■ **What the task requires**:
Can you repeat every one of the records below, word for word?

■ **Information supplied**:
— Start —

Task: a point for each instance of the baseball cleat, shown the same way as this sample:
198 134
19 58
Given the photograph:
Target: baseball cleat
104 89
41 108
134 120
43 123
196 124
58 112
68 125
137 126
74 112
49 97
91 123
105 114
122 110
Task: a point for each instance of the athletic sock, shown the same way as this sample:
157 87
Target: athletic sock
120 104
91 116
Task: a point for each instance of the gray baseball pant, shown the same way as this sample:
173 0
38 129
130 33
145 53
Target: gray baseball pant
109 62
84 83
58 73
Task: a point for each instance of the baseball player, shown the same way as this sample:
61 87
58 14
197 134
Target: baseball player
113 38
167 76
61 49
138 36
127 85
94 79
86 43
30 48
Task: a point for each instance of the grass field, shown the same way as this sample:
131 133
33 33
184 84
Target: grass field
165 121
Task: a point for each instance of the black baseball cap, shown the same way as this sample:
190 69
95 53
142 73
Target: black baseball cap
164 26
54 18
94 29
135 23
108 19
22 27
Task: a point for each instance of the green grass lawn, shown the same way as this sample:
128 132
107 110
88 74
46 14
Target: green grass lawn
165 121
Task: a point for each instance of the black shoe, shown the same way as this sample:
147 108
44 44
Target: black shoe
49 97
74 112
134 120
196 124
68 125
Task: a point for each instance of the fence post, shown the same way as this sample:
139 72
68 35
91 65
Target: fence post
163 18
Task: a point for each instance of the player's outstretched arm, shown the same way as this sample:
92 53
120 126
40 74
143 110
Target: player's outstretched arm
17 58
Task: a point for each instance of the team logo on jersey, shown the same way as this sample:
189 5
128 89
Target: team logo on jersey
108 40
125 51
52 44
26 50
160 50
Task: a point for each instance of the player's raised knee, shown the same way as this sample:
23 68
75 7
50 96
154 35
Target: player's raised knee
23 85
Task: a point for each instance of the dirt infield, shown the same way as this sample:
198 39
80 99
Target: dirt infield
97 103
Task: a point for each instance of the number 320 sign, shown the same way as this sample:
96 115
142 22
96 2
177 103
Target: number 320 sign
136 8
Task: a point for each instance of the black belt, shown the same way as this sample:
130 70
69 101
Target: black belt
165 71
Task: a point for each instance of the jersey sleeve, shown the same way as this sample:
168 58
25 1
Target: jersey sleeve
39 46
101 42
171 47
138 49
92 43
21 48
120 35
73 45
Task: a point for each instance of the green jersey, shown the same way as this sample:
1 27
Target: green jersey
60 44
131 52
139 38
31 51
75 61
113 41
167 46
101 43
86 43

— End —

■ **Written solution**:
Task: a point for each instance of the baseball cleat, shown the same way as this sample:
198 134
19 58
Given the photograph:
Target: baseball cleat
104 89
41 108
134 120
43 123
196 124
58 112
68 125
137 126
74 112
49 97
91 123
105 114
122 110
Task: a point for each instance of the athletic sock, shown the same way as this sample:
157 87
Target: athletic sock
120 104
91 116
Task: a point for each instance of the gray baseball pant, shown the same way as this sample:
173 0
38 129
130 33
145 53
Target: gray baseball pant
109 62
84 83
58 73
Task: a point for each instance of the baseball player, shown the same way as this sample:
61 87
58 14
197 134
Target: baseball player
113 38
167 76
61 49
138 36
127 85
94 79
86 43
30 48
Task: a point for each instance of the grass field, shown the same way as this sample:
131 133
33 33
184 84
Target: grass field
165 121
Task: a point for each instance of the black baseball cap, shown the same way as this sample:
190 69
95 53
142 73
Target: black baseball cap
164 26
54 18
94 29
135 23
108 19
22 27
Task: a point for each instance of the green grass lawn, shown the same way as this sample:
128 132
107 110
88 74
46 14
Target: green grass lawn
165 121
Task: a point for each instance of the black shoe, shown the same way as this sample:
147 108
44 44
Target: black shoe
49 97
74 112
134 120
196 124
68 125
Task: a point for each instance of the fence post, shown the same way as this sample:
139 72
68 35
91 65
Target: fence post
163 18
Task: a point for each instance of the player's outstretched arm, shown the same way as this sample:
92 53
120 126
40 74
143 110
Target: player's outstretched arm
17 58
Task: a point for each instance of the team logo on jersey, shown the same way as this sample:
189 5
128 89
Target: team logo on jersey
108 40
125 51
52 44
26 50
160 50
Task: a point for each instance of the player's raised knee, shown the same way as this sample:
23 68
75 7
50 96
154 35
Target: player's raised knee
23 85
Task: a point for each instance of the dirt infield, shown the same way as this sample:
198 39
80 99
Target: dirt infield
97 103
Task: a point for each instance of the number 320 sign, shown the same way as this sample:
96 115
142 22
96 2
177 103
Target: number 320 sign
136 8
Task: a point for each instance of the black belt, shown the same way as this sample:
130 70
69 101
Target: black belt
165 71
Task: a point for each instance of the jersey sleeve, shown the same way as this sample:
168 58
25 1
Target: jersey sleeve
39 46
101 42
171 47
138 49
92 43
21 48
120 35
73 45
Task: a point for each instance of the green jersey, shown the same way as this sample:
1 27
Target: green jersey
60 44
131 52
139 38
31 51
75 61
113 41
167 46
101 43
86 43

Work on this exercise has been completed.